**Exercise prompt**
Rewrite every line from the one containing "Could you please locate the car wheel" down through the end of the records, keeping the requests unchanged, including their format samples. Multiply each bounding-box coordinate in the answers by 2.05 and round to whole numbers, halves up, omitting the pictures.

[START]

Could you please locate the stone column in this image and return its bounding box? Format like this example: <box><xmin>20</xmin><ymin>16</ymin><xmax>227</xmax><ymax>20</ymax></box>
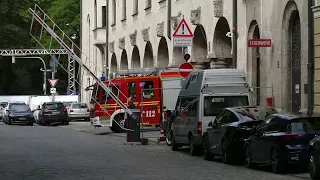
<box><xmin>312</xmin><ymin>3</ymin><xmax>320</xmax><ymax>112</ymax></box>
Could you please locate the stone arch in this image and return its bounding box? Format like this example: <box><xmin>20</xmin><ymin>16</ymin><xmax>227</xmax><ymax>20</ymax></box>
<box><xmin>192</xmin><ymin>25</ymin><xmax>208</xmax><ymax>63</ymax></box>
<box><xmin>247</xmin><ymin>20</ymin><xmax>264</xmax><ymax>105</ymax></box>
<box><xmin>110</xmin><ymin>53</ymin><xmax>118</xmax><ymax>73</ymax></box>
<box><xmin>157</xmin><ymin>37</ymin><xmax>169</xmax><ymax>67</ymax></box>
<box><xmin>131</xmin><ymin>46</ymin><xmax>141</xmax><ymax>68</ymax></box>
<box><xmin>212</xmin><ymin>17</ymin><xmax>232</xmax><ymax>68</ymax></box>
<box><xmin>120</xmin><ymin>49</ymin><xmax>129</xmax><ymax>70</ymax></box>
<box><xmin>281</xmin><ymin>1</ymin><xmax>301</xmax><ymax>112</ymax></box>
<box><xmin>143</xmin><ymin>41</ymin><xmax>154</xmax><ymax>68</ymax></box>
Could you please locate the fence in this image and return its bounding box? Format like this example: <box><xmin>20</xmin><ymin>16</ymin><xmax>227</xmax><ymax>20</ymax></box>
<box><xmin>140</xmin><ymin>87</ymin><xmax>181</xmax><ymax>138</ymax></box>
<box><xmin>251</xmin><ymin>87</ymin><xmax>274</xmax><ymax>107</ymax></box>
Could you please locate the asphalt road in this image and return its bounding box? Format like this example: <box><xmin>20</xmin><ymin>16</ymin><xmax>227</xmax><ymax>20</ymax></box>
<box><xmin>0</xmin><ymin>123</ymin><xmax>307</xmax><ymax>180</ymax></box>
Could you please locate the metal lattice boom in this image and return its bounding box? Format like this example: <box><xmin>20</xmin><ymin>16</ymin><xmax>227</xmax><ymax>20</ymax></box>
<box><xmin>0</xmin><ymin>49</ymin><xmax>68</xmax><ymax>56</ymax></box>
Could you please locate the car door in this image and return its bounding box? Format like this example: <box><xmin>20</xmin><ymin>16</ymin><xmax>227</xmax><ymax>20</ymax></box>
<box><xmin>208</xmin><ymin>110</ymin><xmax>228</xmax><ymax>154</ymax></box>
<box><xmin>250</xmin><ymin>116</ymin><xmax>274</xmax><ymax>162</ymax></box>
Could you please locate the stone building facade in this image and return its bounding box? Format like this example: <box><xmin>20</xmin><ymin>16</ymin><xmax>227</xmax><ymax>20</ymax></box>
<box><xmin>313</xmin><ymin>0</ymin><xmax>320</xmax><ymax>112</ymax></box>
<box><xmin>82</xmin><ymin>0</ymin><xmax>308</xmax><ymax>111</ymax></box>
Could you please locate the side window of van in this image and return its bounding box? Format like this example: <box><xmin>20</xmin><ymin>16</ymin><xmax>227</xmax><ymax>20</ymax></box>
<box><xmin>180</xmin><ymin>97</ymin><xmax>194</xmax><ymax>117</ymax></box>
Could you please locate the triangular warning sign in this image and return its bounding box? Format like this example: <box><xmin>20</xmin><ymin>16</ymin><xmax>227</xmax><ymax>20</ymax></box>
<box><xmin>48</xmin><ymin>79</ymin><xmax>59</xmax><ymax>87</ymax></box>
<box><xmin>172</xmin><ymin>18</ymin><xmax>193</xmax><ymax>38</ymax></box>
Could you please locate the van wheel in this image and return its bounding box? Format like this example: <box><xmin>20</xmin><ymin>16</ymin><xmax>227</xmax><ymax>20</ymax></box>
<box><xmin>171</xmin><ymin>133</ymin><xmax>179</xmax><ymax>151</ymax></box>
<box><xmin>189</xmin><ymin>136</ymin><xmax>199</xmax><ymax>156</ymax></box>
<box><xmin>110</xmin><ymin>114</ymin><xmax>127</xmax><ymax>133</ymax></box>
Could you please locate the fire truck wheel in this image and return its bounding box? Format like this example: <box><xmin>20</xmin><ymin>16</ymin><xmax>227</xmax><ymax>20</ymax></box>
<box><xmin>110</xmin><ymin>114</ymin><xmax>127</xmax><ymax>133</ymax></box>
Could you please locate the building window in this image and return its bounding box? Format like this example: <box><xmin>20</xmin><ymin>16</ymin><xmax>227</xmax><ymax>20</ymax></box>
<box><xmin>132</xmin><ymin>0</ymin><xmax>139</xmax><ymax>15</ymax></box>
<box><xmin>102</xmin><ymin>6</ymin><xmax>107</xmax><ymax>27</ymax></box>
<box><xmin>122</xmin><ymin>0</ymin><xmax>127</xmax><ymax>20</ymax></box>
<box><xmin>111</xmin><ymin>0</ymin><xmax>117</xmax><ymax>26</ymax></box>
<box><xmin>145</xmin><ymin>0</ymin><xmax>152</xmax><ymax>9</ymax></box>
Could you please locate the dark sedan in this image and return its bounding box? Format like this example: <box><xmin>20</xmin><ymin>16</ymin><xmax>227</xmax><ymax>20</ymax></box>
<box><xmin>202</xmin><ymin>106</ymin><xmax>278</xmax><ymax>163</ymax></box>
<box><xmin>4</xmin><ymin>103</ymin><xmax>34</xmax><ymax>126</ymax></box>
<box><xmin>245</xmin><ymin>113</ymin><xmax>320</xmax><ymax>173</ymax></box>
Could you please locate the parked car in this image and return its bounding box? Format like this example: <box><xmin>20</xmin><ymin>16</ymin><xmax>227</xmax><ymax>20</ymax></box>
<box><xmin>0</xmin><ymin>102</ymin><xmax>8</xmax><ymax>120</ymax></box>
<box><xmin>39</xmin><ymin>102</ymin><xmax>69</xmax><ymax>125</ymax></box>
<box><xmin>245</xmin><ymin>113</ymin><xmax>320</xmax><ymax>173</ymax></box>
<box><xmin>68</xmin><ymin>103</ymin><xmax>90</xmax><ymax>121</ymax></box>
<box><xmin>3</xmin><ymin>103</ymin><xmax>34</xmax><ymax>126</ymax></box>
<box><xmin>202</xmin><ymin>106</ymin><xmax>278</xmax><ymax>164</ymax></box>
<box><xmin>308</xmin><ymin>136</ymin><xmax>320</xmax><ymax>179</ymax></box>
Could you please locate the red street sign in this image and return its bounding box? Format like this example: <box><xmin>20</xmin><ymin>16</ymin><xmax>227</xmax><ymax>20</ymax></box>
<box><xmin>179</xmin><ymin>62</ymin><xmax>193</xmax><ymax>78</ymax></box>
<box><xmin>48</xmin><ymin>79</ymin><xmax>59</xmax><ymax>87</ymax></box>
<box><xmin>248</xmin><ymin>39</ymin><xmax>272</xmax><ymax>47</ymax></box>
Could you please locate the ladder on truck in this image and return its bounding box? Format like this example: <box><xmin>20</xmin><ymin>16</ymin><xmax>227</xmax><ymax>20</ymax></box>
<box><xmin>28</xmin><ymin>4</ymin><xmax>135</xmax><ymax>131</ymax></box>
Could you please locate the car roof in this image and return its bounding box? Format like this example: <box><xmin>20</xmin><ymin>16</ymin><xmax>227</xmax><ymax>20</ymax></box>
<box><xmin>226</xmin><ymin>106</ymin><xmax>278</xmax><ymax>120</ymax></box>
<box><xmin>273</xmin><ymin>112</ymin><xmax>320</xmax><ymax>120</ymax></box>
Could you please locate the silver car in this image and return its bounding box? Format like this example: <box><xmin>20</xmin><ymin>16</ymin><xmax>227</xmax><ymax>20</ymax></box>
<box><xmin>68</xmin><ymin>103</ymin><xmax>90</xmax><ymax>121</ymax></box>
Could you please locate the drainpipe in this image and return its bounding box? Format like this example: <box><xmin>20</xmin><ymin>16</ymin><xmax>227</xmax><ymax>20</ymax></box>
<box><xmin>167</xmin><ymin>0</ymin><xmax>172</xmax><ymax>40</ymax></box>
<box><xmin>232</xmin><ymin>0</ymin><xmax>238</xmax><ymax>69</ymax></box>
<box><xmin>307</xmin><ymin>0</ymin><xmax>314</xmax><ymax>115</ymax></box>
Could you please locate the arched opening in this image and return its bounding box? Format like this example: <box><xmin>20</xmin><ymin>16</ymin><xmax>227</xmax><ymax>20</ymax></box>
<box><xmin>157</xmin><ymin>37</ymin><xmax>169</xmax><ymax>67</ymax></box>
<box><xmin>192</xmin><ymin>25</ymin><xmax>208</xmax><ymax>63</ymax></box>
<box><xmin>94</xmin><ymin>0</ymin><xmax>98</xmax><ymax>28</ymax></box>
<box><xmin>281</xmin><ymin>1</ymin><xmax>301</xmax><ymax>112</ymax></box>
<box><xmin>143</xmin><ymin>42</ymin><xmax>154</xmax><ymax>68</ymax></box>
<box><xmin>247</xmin><ymin>20</ymin><xmax>263</xmax><ymax>105</ymax></box>
<box><xmin>120</xmin><ymin>50</ymin><xmax>129</xmax><ymax>70</ymax></box>
<box><xmin>131</xmin><ymin>46</ymin><xmax>141</xmax><ymax>69</ymax></box>
<box><xmin>110</xmin><ymin>53</ymin><xmax>118</xmax><ymax>73</ymax></box>
<box><xmin>212</xmin><ymin>17</ymin><xmax>232</xmax><ymax>67</ymax></box>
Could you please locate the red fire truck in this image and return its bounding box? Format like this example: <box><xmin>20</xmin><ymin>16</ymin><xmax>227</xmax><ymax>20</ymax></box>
<box><xmin>87</xmin><ymin>68</ymin><xmax>181</xmax><ymax>133</ymax></box>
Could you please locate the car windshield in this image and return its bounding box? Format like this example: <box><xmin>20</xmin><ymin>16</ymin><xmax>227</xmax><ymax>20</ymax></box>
<box><xmin>203</xmin><ymin>96</ymin><xmax>249</xmax><ymax>116</ymax></box>
<box><xmin>44</xmin><ymin>103</ymin><xmax>63</xmax><ymax>110</ymax></box>
<box><xmin>71</xmin><ymin>103</ymin><xmax>88</xmax><ymax>109</ymax></box>
<box><xmin>10</xmin><ymin>104</ymin><xmax>30</xmax><ymax>112</ymax></box>
<box><xmin>288</xmin><ymin>117</ymin><xmax>320</xmax><ymax>132</ymax></box>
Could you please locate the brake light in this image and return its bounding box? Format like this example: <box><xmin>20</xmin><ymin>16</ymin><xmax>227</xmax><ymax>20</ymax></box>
<box><xmin>197</xmin><ymin>122</ymin><xmax>202</xmax><ymax>135</ymax></box>
<box><xmin>281</xmin><ymin>134</ymin><xmax>302</xmax><ymax>141</ymax></box>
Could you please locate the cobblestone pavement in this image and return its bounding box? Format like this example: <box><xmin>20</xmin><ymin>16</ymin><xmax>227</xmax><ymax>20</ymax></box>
<box><xmin>0</xmin><ymin>124</ymin><xmax>308</xmax><ymax>180</ymax></box>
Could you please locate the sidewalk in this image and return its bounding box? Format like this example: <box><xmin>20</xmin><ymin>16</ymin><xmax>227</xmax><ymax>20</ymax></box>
<box><xmin>58</xmin><ymin>121</ymin><xmax>165</xmax><ymax>145</ymax></box>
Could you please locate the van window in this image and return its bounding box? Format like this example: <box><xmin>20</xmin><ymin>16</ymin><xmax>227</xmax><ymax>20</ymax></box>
<box><xmin>128</xmin><ymin>82</ymin><xmax>137</xmax><ymax>99</ymax></box>
<box><xmin>140</xmin><ymin>81</ymin><xmax>154</xmax><ymax>99</ymax></box>
<box><xmin>203</xmin><ymin>96</ymin><xmax>249</xmax><ymax>116</ymax></box>
<box><xmin>180</xmin><ymin>97</ymin><xmax>197</xmax><ymax>117</ymax></box>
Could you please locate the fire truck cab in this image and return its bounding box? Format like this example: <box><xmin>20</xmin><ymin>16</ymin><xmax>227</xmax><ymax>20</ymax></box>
<box><xmin>87</xmin><ymin>69</ymin><xmax>181</xmax><ymax>133</ymax></box>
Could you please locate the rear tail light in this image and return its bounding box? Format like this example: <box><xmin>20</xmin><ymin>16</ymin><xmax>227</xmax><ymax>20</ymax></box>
<box><xmin>281</xmin><ymin>134</ymin><xmax>302</xmax><ymax>141</ymax></box>
<box><xmin>197</xmin><ymin>122</ymin><xmax>202</xmax><ymax>135</ymax></box>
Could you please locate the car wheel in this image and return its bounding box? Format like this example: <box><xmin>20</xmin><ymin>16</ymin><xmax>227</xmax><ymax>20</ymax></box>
<box><xmin>166</xmin><ymin>130</ymin><xmax>172</xmax><ymax>146</ymax></box>
<box><xmin>245</xmin><ymin>145</ymin><xmax>254</xmax><ymax>168</ymax></box>
<box><xmin>309</xmin><ymin>151</ymin><xmax>320</xmax><ymax>179</ymax></box>
<box><xmin>221</xmin><ymin>140</ymin><xmax>231</xmax><ymax>164</ymax></box>
<box><xmin>271</xmin><ymin>149</ymin><xmax>285</xmax><ymax>174</ymax></box>
<box><xmin>202</xmin><ymin>135</ymin><xmax>214</xmax><ymax>161</ymax></box>
<box><xmin>171</xmin><ymin>133</ymin><xmax>179</xmax><ymax>151</ymax></box>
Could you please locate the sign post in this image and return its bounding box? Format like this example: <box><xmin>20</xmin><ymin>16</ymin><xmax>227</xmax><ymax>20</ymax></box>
<box><xmin>179</xmin><ymin>62</ymin><xmax>193</xmax><ymax>78</ymax></box>
<box><xmin>48</xmin><ymin>78</ymin><xmax>59</xmax><ymax>102</ymax></box>
<box><xmin>172</xmin><ymin>18</ymin><xmax>193</xmax><ymax>47</ymax></box>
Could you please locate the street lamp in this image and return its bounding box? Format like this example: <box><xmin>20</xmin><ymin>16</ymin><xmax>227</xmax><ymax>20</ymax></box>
<box><xmin>12</xmin><ymin>56</ymin><xmax>48</xmax><ymax>96</ymax></box>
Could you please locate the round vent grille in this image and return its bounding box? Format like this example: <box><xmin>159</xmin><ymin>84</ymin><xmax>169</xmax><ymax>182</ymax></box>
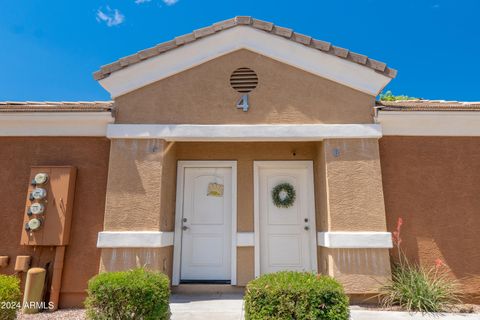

[END]

**Problem solution**
Could you please locate the car wheel in this image and return its bounding box? Format like this example: <box><xmin>20</xmin><ymin>16</ymin><xmax>227</xmax><ymax>20</ymax></box>
<box><xmin>340</xmin><ymin>267</ymin><xmax>353</xmax><ymax>299</ymax></box>
<box><xmin>502</xmin><ymin>297</ymin><xmax>521</xmax><ymax>344</ymax></box>
<box><xmin>633</xmin><ymin>310</ymin><xmax>656</xmax><ymax>367</ymax></box>
<box><xmin>453</xmin><ymin>287</ymin><xmax>474</xmax><ymax>336</ymax></box>
<box><xmin>556</xmin><ymin>305</ymin><xmax>584</xmax><ymax>357</ymax></box>
<box><xmin>414</xmin><ymin>277</ymin><xmax>439</xmax><ymax>330</ymax></box>
<box><xmin>351</xmin><ymin>273</ymin><xmax>367</xmax><ymax>310</ymax></box>
Could you please locate the sign post in this image and return its bounding box? Format like this example: <box><xmin>20</xmin><ymin>16</ymin><xmax>227</xmax><ymax>20</ymax></box>
<box><xmin>367</xmin><ymin>127</ymin><xmax>396</xmax><ymax>160</ymax></box>
<box><xmin>98</xmin><ymin>160</ymin><xmax>121</xmax><ymax>209</ymax></box>
<box><xmin>353</xmin><ymin>37</ymin><xmax>396</xmax><ymax>96</ymax></box>
Could you please locate the street lamp in this image and return its bounding box? Format like this example: <box><xmin>20</xmin><ymin>16</ymin><xmax>227</xmax><ymax>20</ymax></box>
<box><xmin>25</xmin><ymin>115</ymin><xmax>98</xmax><ymax>197</ymax></box>
Could you please locate the round vent grille in this image and return its bounding box? Format like this example: <box><xmin>159</xmin><ymin>84</ymin><xmax>169</xmax><ymax>182</ymax></box>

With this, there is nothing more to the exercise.